** Begin Data for this exercise **

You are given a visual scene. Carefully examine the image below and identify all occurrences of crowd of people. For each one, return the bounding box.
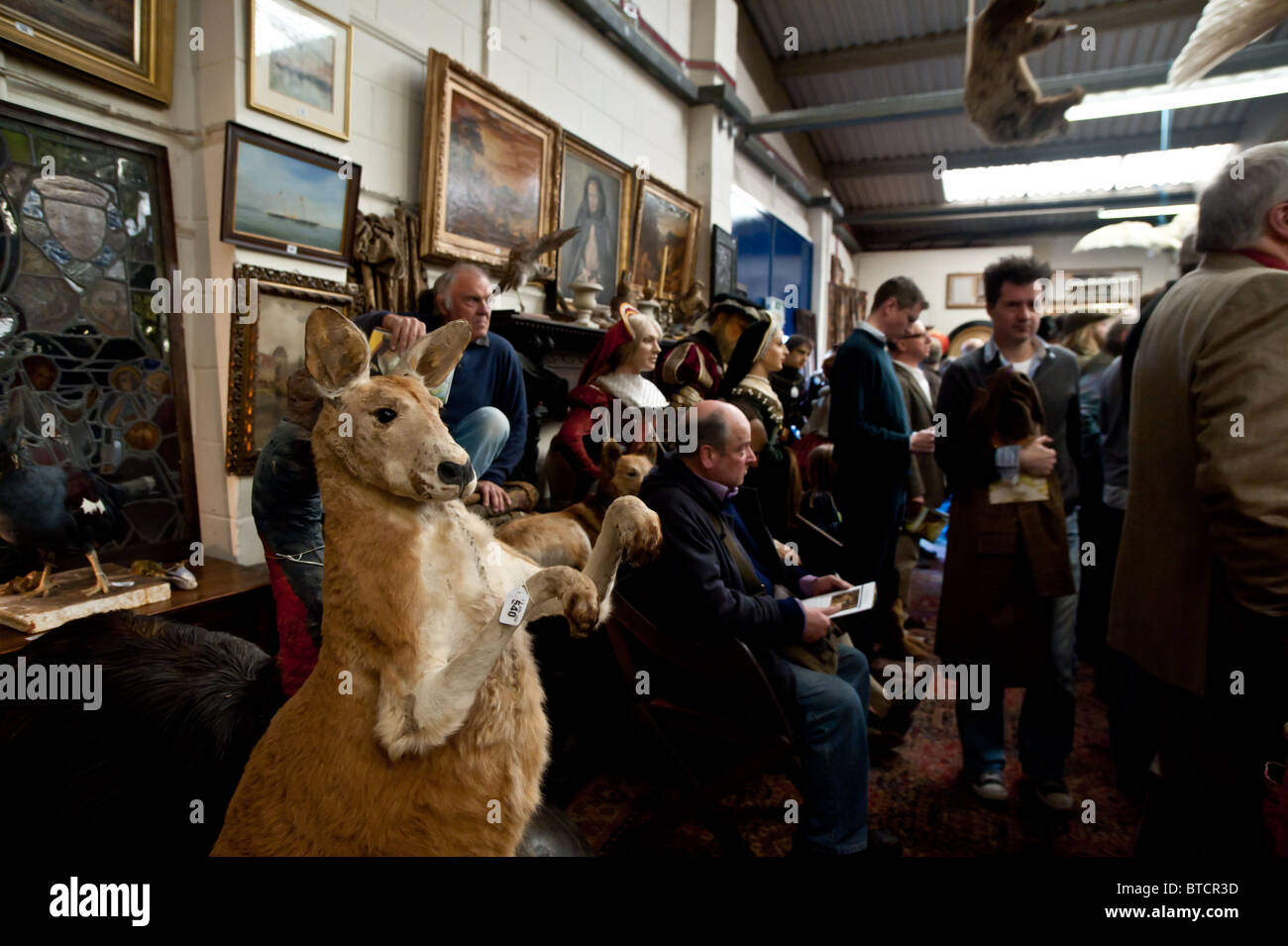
[254,143,1288,855]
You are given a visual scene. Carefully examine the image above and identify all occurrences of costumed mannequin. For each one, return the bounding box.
[551,302,666,498]
[720,319,800,541]
[662,292,765,407]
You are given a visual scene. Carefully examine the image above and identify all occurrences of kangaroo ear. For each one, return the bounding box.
[304,305,371,397]
[402,319,471,390]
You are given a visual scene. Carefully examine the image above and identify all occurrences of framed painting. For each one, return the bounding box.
[711,225,738,298]
[219,122,362,265]
[944,272,984,309]
[0,103,200,566]
[224,266,358,476]
[420,49,561,266]
[0,0,175,106]
[631,177,702,300]
[246,0,353,141]
[558,134,635,305]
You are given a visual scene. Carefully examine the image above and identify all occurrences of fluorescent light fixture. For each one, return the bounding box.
[1096,203,1199,220]
[1064,65,1288,121]
[941,145,1234,203]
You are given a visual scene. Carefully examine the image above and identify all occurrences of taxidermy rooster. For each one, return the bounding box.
[1167,0,1288,89]
[965,0,1085,146]
[0,451,156,597]
[499,227,581,292]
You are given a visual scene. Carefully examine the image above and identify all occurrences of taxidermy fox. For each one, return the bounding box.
[966,0,1086,146]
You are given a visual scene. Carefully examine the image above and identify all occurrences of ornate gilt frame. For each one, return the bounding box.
[630,177,702,300]
[420,49,563,267]
[554,132,635,291]
[0,0,175,107]
[224,265,362,476]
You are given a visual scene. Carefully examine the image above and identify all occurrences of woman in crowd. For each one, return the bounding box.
[720,321,802,541]
[551,304,666,499]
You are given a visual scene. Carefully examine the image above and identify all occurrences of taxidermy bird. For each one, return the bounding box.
[965,0,1085,145]
[0,440,158,597]
[1167,0,1288,89]
[1073,210,1199,257]
[677,279,707,322]
[499,227,581,292]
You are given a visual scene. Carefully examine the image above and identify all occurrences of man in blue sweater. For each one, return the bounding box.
[828,275,935,645]
[355,263,528,512]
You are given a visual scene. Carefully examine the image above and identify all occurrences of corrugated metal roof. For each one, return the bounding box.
[742,0,1288,240]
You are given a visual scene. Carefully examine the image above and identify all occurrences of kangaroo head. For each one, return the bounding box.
[599,440,657,500]
[304,306,477,502]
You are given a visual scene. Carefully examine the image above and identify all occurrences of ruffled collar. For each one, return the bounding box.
[595,370,666,407]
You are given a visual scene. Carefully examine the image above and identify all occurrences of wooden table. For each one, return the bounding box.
[0,559,277,654]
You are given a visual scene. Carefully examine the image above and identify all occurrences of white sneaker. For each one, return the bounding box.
[970,770,1010,801]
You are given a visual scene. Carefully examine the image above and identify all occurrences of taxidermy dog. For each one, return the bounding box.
[213,308,661,856]
[496,440,657,569]
[966,0,1085,145]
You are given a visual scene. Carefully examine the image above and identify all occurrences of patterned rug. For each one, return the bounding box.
[568,550,1140,857]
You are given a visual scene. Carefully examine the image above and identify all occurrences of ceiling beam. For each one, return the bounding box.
[774,0,1205,82]
[841,186,1195,227]
[747,40,1288,135]
[823,122,1243,180]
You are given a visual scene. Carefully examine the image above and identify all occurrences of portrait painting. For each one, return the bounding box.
[559,135,632,305]
[0,0,175,106]
[631,179,702,298]
[420,51,562,266]
[246,0,353,141]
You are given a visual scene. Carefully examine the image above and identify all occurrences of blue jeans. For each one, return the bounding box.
[448,407,510,478]
[957,511,1082,783]
[791,646,870,855]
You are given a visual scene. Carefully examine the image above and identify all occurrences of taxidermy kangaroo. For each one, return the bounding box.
[213,308,661,855]
[966,0,1086,145]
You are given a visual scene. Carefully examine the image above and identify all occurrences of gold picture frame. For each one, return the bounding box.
[246,0,353,142]
[555,133,635,305]
[631,177,702,300]
[944,272,984,309]
[0,0,175,106]
[420,49,563,266]
[224,265,361,476]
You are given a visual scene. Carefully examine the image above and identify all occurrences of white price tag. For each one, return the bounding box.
[501,584,529,627]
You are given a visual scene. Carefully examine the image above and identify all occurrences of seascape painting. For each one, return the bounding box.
[445,89,542,250]
[255,0,336,112]
[233,142,349,254]
[559,150,623,305]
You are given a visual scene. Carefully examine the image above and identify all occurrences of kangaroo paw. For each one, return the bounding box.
[605,495,662,565]
[527,565,599,637]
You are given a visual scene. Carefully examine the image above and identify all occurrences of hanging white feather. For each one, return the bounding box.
[1167,0,1288,89]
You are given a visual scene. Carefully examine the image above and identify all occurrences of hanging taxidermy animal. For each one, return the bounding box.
[1167,0,1288,89]
[966,0,1086,146]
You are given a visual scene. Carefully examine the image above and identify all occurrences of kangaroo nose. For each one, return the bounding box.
[438,461,474,493]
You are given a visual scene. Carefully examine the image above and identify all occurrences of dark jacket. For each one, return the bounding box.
[935,366,1074,686]
[617,453,805,712]
[935,341,1082,513]
[355,304,528,485]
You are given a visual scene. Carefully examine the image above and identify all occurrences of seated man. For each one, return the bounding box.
[355,263,528,512]
[618,400,899,855]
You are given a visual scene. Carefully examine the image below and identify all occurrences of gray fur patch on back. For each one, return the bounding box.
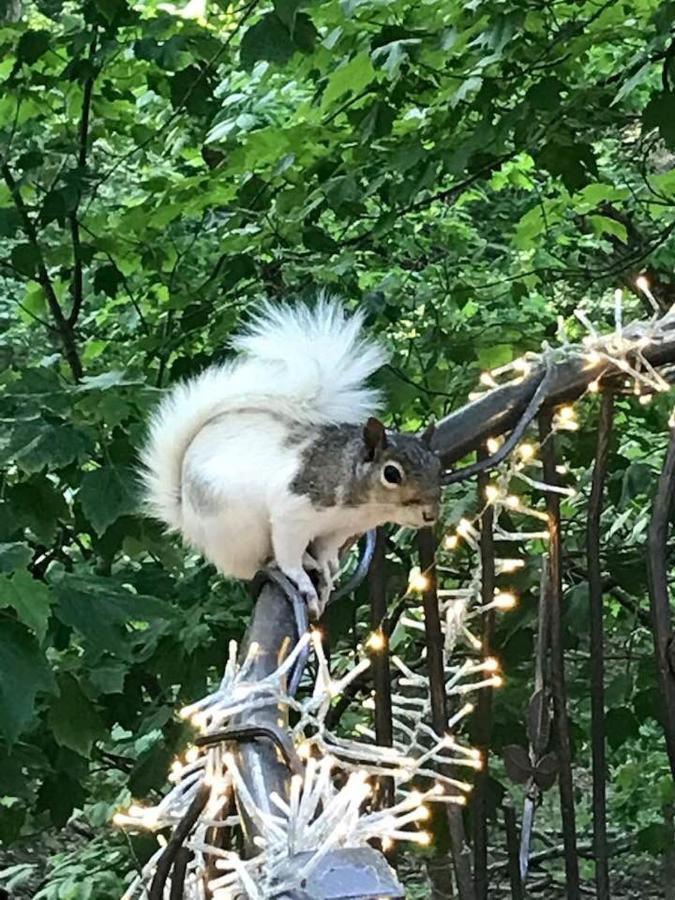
[290,425,365,507]
[183,467,221,516]
[284,422,314,448]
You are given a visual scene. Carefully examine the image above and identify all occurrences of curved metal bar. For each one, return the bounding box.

** End Data for this exercise **

Work to do: Rewrite all of the records above as a numbered list, skipping any blank lines. Leave the pictures out of your list.

Task output:
1. You are given a visual scene. Carefully examine the image below and identify all occurrences of crowd of people. For each one, return the bounding box.
2. [254,143,1288,855]
3. You are given a visual scene. Carefully examine the image above and identify all occurrences of costumed mannequin. For each one, return the bounding box.
4. [551,302,666,498]
5. [720,319,800,541]
6. [662,292,765,407]
7. You are given a visual scene. Carefully examine the image above and identify all occurrences of kangaroo ear. For each one, return the bounding box.
8. [304,305,371,397]
9. [402,319,471,390]
10. You are given a visual scene. Carefully examine the image above and identify all occurrences of framed painting. For each one, return the bounding box.
11. [711,225,738,298]
12. [219,122,362,265]
13. [944,272,984,309]
14. [0,103,200,566]
15. [224,266,358,476]
16. [420,49,561,266]
17. [0,0,175,106]
18. [631,177,702,300]
19. [246,0,353,141]
20. [558,134,635,305]
21. You are given a visual scene. Carefully examine the image above and identify all occurrences of fluorescent light fixture. For each one, return the bounding box.
22. [1096,203,1199,220]
23. [1064,65,1288,121]
24. [941,145,1234,203]
25. You are given a visual scene. Carefully examine the image above and identify all occurrences of taxidermy rooster. For each one, return the bounding box.
26. [1167,0,1288,89]
27. [965,0,1085,146]
28. [0,451,156,597]
29. [499,227,581,292]
30. You are given a visual scene. Carefully examine the image above and identify all occurrences of taxidermy fox. For each one, return the bounding box.
31. [966,0,1086,146]
32. You are given a visual scene. Carefully examine the image above and identify all occurrences of ornate gilt frame. For each one, return the bounding box.
33. [630,177,702,300]
34. [420,49,563,267]
35. [554,132,635,291]
36. [0,0,175,107]
37. [224,265,362,476]
38. You are given a visual scene. Carefully examine the image above and identify all occurrences of woman in crowd. For each one, return the bounding box.
39. [720,321,802,541]
40. [551,304,666,499]
41. You are given a visual scene. Carefully examine the image above and identify all occurrences of taxidermy bird. For each one, return the bounding box.
42. [965,0,1085,145]
43. [0,440,158,597]
44. [1167,0,1288,89]
45. [1073,210,1199,257]
46. [677,279,707,322]
47. [499,227,581,292]
48. You are given a visual scene. Carefully examine the image above and identify all occurrences of man in blue sweater. For each one, return the bounding box.
49. [828,275,935,645]
50. [355,263,528,512]
51. You are given a visual scene. Carefully examine the image above and identify all occurrences of corrugated metal roof. For each one, return the bounding box.
52. [742,0,1288,240]
53. You are given a visual scene. Carefully examine the image above and identify all occurrences of kangaroo head. For each one, return the bounding box.
54. [599,440,657,500]
55. [304,306,477,502]
56. You are given a visual scene. Carefully examine the image above and identify all occurrences of ruffled collar. For each one, return the bounding box.
57. [595,370,666,407]
58. You are given a visual scene. Carefully examine the image above and identify all occurrences of wooden table. For each one, return the bounding box.
59. [0,559,277,654]
60. You are given a visual scene. Carefully examine the image above and identify all occurrences of white sneaker. For each one, return the bounding box.
61. [970,770,1010,801]
62. You are given a visual scene. Carefully examine the image above and identify all occurrences of taxidermy dog. For each one, return the bounding box.
63. [213,308,661,856]
64. [496,440,657,569]
65. [966,0,1085,145]
66. You are given a visual scene. Carefully examine the image above and identify all occurrences of patterned rug. For each one, return the bounding box.
67. [568,550,1140,857]
68. You are given a visual scene. Carefully examine the image above and identify all occurrences of ceiling beam. For each one, return the bounding box.
69. [774,0,1205,82]
70. [841,186,1195,227]
71. [747,40,1288,135]
72. [823,122,1243,180]
73. You are given a visual scene. Carefully examine the image above and identify all occurrences of portrait painting. For each one, return the bounding box.
74. [559,135,632,305]
75. [0,0,175,106]
76. [631,179,702,298]
77. [420,51,562,266]
78. [246,0,353,141]
79. You are given a visual scene. Carefully examine the image above and identify all occurrences of blue jeans. For each one, return the bounding box.
80. [448,407,510,478]
81. [957,511,1082,783]
82. [791,646,870,855]
83. You are given a visual scene. Carefully examine the image above and identify all occurrences of taxidermy kangaroo. For each one, return the bounding box.
84. [213,308,661,855]
85. [966,0,1086,145]
86. You are given a visual scene. Carefully examine the image above and identify all occurrences of gold picture frame. For each one, return the bounding box.
87. [246,0,353,142]
88. [555,133,635,305]
89. [631,177,702,300]
90. [944,272,984,309]
91. [0,0,175,106]
92. [420,49,563,266]
93. [224,265,361,476]
94. You are given a visual scene. Carefully examine the image above and identify all occurrences of white price tag. For each one, return the bounding box.
95. [501,584,529,627]
96. You are given a visual scene. Carefully examine the image above and identify all occurrences of seascape painting. For each one, return the bounding box.
97. [445,89,542,250]
98. [255,0,336,112]
99. [233,142,349,254]
100. [559,150,623,305]
101. You are given a visual scene. Carefully examine the image above and identify all occurrences of kangaroo paw. For each one, return the bounding box.
102. [605,495,662,565]
103. [527,565,599,637]
104. You are given a visual scene. Carefully examine the image above and identify all occurrences of hanging white feather. For each one, return the bounding box.
105. [1167,0,1288,89]
106. You are given a visual scene. Carefully examine the image above and identify all occurrences of hanging taxidermy animal. For each one, return the bounding box.
107. [1167,0,1288,89]
108. [966,0,1086,146]
109. You are given a visual scene. Carefully examine the image above and identify all occurrences of kangaroo nose. For each one, return the bounding box.
110. [438,461,474,493]
111. You are given a visual scene. Carefully examine the image above and identify all occurrences of dark jacket. For each one, return the bounding box.
112. [935,366,1074,686]
113. [617,453,805,712]
114. [935,341,1082,513]
115. [355,304,528,485]
116. You are given a visual scene. Carefully examine the image above and identify all occurrences of seated man. For each one, return the bounding box.
117. [355,263,528,512]
118. [618,400,899,855]
119. You are given a visual scene. Carefully examine the image below and identify all occurrences of gray fur patch on back. For each one, return the bounding box.
120. [290,425,365,507]
121. [183,467,221,516]
122. [284,422,314,448]
123. You are given a visual scene. Carefully examine the image above and identify all occurrences of curved metal bar. For each one, return the bounding box.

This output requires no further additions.